=== DATA SHOWN ===
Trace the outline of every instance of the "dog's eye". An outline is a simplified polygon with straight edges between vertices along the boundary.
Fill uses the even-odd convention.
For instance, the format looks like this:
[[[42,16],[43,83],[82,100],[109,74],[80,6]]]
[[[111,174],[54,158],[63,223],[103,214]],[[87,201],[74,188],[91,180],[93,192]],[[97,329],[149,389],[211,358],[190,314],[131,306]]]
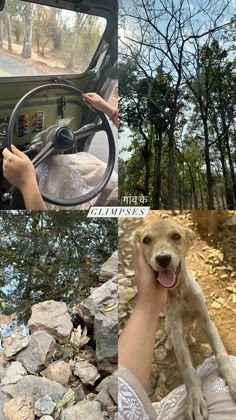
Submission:
[[[174,239],[174,241],[178,241],[179,239],[181,239],[181,236],[179,233],[173,233],[172,239]]]

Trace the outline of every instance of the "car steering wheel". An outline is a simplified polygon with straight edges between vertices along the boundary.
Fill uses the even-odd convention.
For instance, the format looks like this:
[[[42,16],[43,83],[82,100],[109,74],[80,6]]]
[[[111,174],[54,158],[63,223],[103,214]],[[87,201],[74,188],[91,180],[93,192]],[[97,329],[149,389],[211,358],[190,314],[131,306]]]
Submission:
[[[7,146],[9,150],[11,150],[11,145],[13,143],[14,128],[16,125],[16,121],[17,121],[17,117],[19,115],[20,109],[23,107],[23,105],[25,105],[28,99],[31,98],[33,95],[39,92],[42,92],[44,90],[53,90],[53,89],[64,89],[69,92],[76,93],[79,96],[81,96],[81,94],[84,93],[80,89],[75,88],[74,86],[64,85],[62,83],[54,83],[50,85],[39,86],[32,89],[28,93],[26,93],[26,95],[24,95],[23,98],[21,98],[19,102],[16,104],[9,120],[8,133],[7,133]],[[100,192],[105,188],[105,186],[109,182],[112,176],[112,172],[113,172],[114,164],[115,164],[115,142],[114,142],[114,137],[112,134],[110,124],[106,116],[100,111],[95,110],[95,112],[100,117],[101,124],[85,125],[78,130],[77,135],[78,135],[78,140],[79,140],[81,138],[87,137],[88,135],[90,136],[100,131],[105,131],[107,135],[108,145],[109,145],[109,155],[108,155],[107,167],[103,174],[103,177],[101,178],[98,185],[96,185],[91,191],[77,198],[70,198],[70,199],[56,198],[56,197],[53,197],[51,195],[41,192],[41,195],[46,202],[50,204],[55,204],[58,206],[66,206],[66,207],[77,206],[77,205],[80,205],[80,204],[83,204],[92,200],[94,197],[100,194]],[[55,126],[52,126],[52,127],[55,127]],[[51,127],[49,127],[49,131],[50,131],[50,128]],[[71,130],[68,127],[56,127],[55,130],[53,131],[53,134],[49,136],[49,140],[47,141],[47,144],[32,160],[34,167],[36,168],[46,157],[50,156],[51,154],[55,152],[63,152],[63,151],[73,148],[74,144],[75,144],[75,134],[73,130]]]

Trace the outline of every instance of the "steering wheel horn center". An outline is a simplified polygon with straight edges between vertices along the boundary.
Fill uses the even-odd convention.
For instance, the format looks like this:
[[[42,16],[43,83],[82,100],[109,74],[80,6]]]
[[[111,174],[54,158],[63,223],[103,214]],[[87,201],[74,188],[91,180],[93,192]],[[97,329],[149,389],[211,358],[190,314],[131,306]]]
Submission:
[[[73,130],[68,127],[60,127],[55,135],[55,147],[57,150],[66,151],[71,149],[75,143]]]

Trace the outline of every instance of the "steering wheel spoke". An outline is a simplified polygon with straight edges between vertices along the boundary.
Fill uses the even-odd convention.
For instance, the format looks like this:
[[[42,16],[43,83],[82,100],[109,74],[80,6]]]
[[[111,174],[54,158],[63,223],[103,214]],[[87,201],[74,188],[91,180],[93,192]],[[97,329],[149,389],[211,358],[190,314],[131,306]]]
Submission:
[[[50,155],[53,154],[53,152],[55,152],[56,147],[54,145],[54,143],[52,143],[51,141],[49,141],[46,146],[43,147],[43,149],[35,156],[35,158],[32,160],[32,163],[34,165],[35,168],[37,168],[40,163],[46,159],[47,157],[49,157]]]

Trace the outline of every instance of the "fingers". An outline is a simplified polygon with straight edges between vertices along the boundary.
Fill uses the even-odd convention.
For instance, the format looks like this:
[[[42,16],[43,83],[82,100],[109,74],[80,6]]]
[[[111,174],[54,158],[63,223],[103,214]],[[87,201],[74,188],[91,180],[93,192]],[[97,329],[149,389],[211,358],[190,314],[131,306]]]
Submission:
[[[11,151],[12,153],[14,153],[14,155],[19,156],[20,158],[25,157],[25,154],[21,152],[19,149],[17,149],[17,147],[14,145],[11,146]]]

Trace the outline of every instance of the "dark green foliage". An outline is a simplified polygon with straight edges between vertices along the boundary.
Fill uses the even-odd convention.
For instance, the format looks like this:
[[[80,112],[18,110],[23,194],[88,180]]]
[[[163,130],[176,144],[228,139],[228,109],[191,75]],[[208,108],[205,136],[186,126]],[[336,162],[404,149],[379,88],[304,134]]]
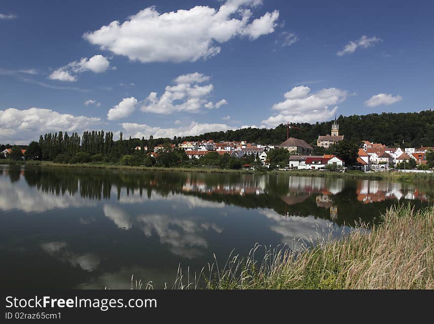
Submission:
[[[343,160],[347,165],[352,165],[356,163],[361,145],[361,143],[344,139],[332,145],[327,151]]]
[[[406,147],[430,146],[434,144],[434,111],[432,110],[420,112],[385,112],[347,117],[341,115],[337,122],[339,124],[339,133],[344,135],[345,139],[352,141],[365,140],[388,146],[398,146],[402,144],[403,140]],[[291,129],[289,136],[316,145],[318,135],[330,133],[332,123],[331,120],[314,124],[291,123],[301,129]],[[281,124],[271,129],[249,128],[213,132],[198,136],[178,137],[177,141],[178,143],[182,143],[184,141],[209,139],[216,142],[242,140],[250,143],[278,145],[286,140],[286,126]]]
[[[397,169],[410,170],[414,169],[417,166],[416,160],[414,159],[406,160],[403,162],[397,164]]]
[[[137,156],[131,154],[126,154],[121,158],[120,162],[124,165],[134,166],[139,165],[139,160]]]
[[[186,164],[189,162],[189,159],[183,149],[172,149],[170,144],[165,145],[164,150],[159,151],[157,158],[157,165],[165,168],[179,167]]]
[[[283,168],[288,165],[290,152],[285,148],[279,147],[270,149],[267,152],[267,159],[270,162],[270,169],[273,170],[277,166]]]
[[[418,166],[417,166],[418,170],[430,170],[430,169],[431,169],[431,168],[430,168],[430,166],[429,166],[428,164],[419,164]]]
[[[42,150],[37,142],[31,142],[24,153],[26,160],[42,160]]]
[[[78,152],[71,158],[71,163],[86,163],[92,161],[92,156],[85,152]]]
[[[427,159],[428,164],[431,168],[434,168],[434,150],[428,150],[425,154],[425,158]]]
[[[10,158],[14,161],[19,161],[21,159],[23,156],[23,153],[21,152],[21,149],[17,146],[14,146],[12,148],[12,152],[10,153]]]

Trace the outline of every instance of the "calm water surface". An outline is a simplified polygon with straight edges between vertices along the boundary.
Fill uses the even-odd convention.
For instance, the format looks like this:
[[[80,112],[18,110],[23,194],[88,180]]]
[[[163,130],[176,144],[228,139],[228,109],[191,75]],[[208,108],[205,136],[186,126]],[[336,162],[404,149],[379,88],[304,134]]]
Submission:
[[[2,288],[155,288],[255,243],[277,246],[432,203],[429,184],[0,166]],[[376,218],[377,220],[375,220]],[[336,235],[338,235],[336,234]]]

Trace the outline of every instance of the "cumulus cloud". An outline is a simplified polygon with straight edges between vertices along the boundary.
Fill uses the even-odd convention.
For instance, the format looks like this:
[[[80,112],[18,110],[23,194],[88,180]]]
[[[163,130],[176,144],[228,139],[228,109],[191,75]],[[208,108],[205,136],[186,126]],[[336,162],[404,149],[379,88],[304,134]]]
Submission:
[[[174,136],[199,135],[208,132],[225,131],[228,129],[233,129],[233,128],[224,124],[200,124],[195,121],[192,121],[186,126],[172,128],[152,127],[145,124],[135,123],[124,123],[122,126],[126,136],[131,136],[137,138],[142,138],[144,136],[145,138],[148,138],[149,135],[152,135],[154,138],[172,138]]]
[[[97,107],[99,107],[101,106],[101,103],[97,102],[96,100],[94,100],[94,99],[90,99],[89,100],[86,100],[84,102],[84,106],[89,106],[90,105],[95,105]]]
[[[15,19],[16,18],[17,16],[13,13],[0,13],[0,19]]]
[[[107,119],[114,120],[125,118],[131,115],[136,109],[137,100],[134,97],[122,99],[119,104],[108,110]]]
[[[50,109],[30,108],[0,110],[0,143],[28,144],[39,136],[59,130],[80,133],[101,123],[101,118],[60,113]]]
[[[342,56],[346,54],[354,53],[358,47],[367,48],[367,47],[374,46],[376,43],[380,41],[383,41],[383,39],[375,37],[375,36],[374,37],[368,38],[367,36],[363,35],[358,40],[350,41],[344,46],[344,48],[342,50],[337,52],[336,54],[338,56]]]
[[[314,123],[329,119],[337,110],[335,105],[345,100],[348,92],[336,88],[322,89],[310,93],[309,87],[295,87],[286,93],[285,101],[273,106],[279,113],[262,120],[265,125],[274,127],[287,121]],[[329,107],[334,106],[329,109]]]
[[[219,43],[239,36],[253,40],[274,32],[279,11],[253,19],[261,0],[227,0],[217,9],[196,6],[160,13],[146,8],[123,23],[113,21],[83,37],[102,50],[142,63],[194,62],[220,52]]]
[[[174,80],[174,85],[168,85],[159,98],[156,92],[151,92],[140,109],[145,112],[169,114],[176,111],[197,112],[201,108],[219,108],[227,102],[222,99],[215,105],[208,102],[208,97],[214,89],[211,84],[201,85],[210,77],[195,72],[180,75]]]
[[[364,104],[368,107],[376,107],[377,106],[389,106],[402,100],[402,97],[400,96],[380,93],[372,96],[370,99],[364,102]]]
[[[94,55],[90,59],[82,58],[80,61],[74,61],[53,71],[48,78],[52,80],[73,82],[77,80],[77,73],[92,71],[95,73],[105,72],[108,69],[110,62],[101,55]]]
[[[215,105],[214,105],[212,102],[210,101],[208,104],[205,104],[205,107],[208,109],[213,109],[214,108],[218,109],[223,105],[227,105],[227,101],[226,101],[226,99],[222,99]]]

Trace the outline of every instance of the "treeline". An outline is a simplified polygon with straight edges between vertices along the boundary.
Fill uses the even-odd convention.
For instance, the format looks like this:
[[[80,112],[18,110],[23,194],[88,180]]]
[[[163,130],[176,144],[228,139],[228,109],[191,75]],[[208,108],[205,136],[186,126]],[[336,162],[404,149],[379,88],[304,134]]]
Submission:
[[[371,113],[353,115],[337,118],[339,133],[352,142],[366,140],[388,146],[417,147],[434,145],[434,111],[420,112]],[[316,145],[318,135],[329,134],[333,121],[308,123],[290,123],[301,129],[291,129],[291,137],[304,140]],[[176,139],[184,141],[212,139],[220,141],[247,141],[250,143],[278,145],[286,140],[286,125],[281,124],[274,129],[245,128],[226,132],[212,132],[197,136],[184,136]]]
===
How many lines of the data contain the string "steering"? Reply with the number alone.

* RESULT BELOW
3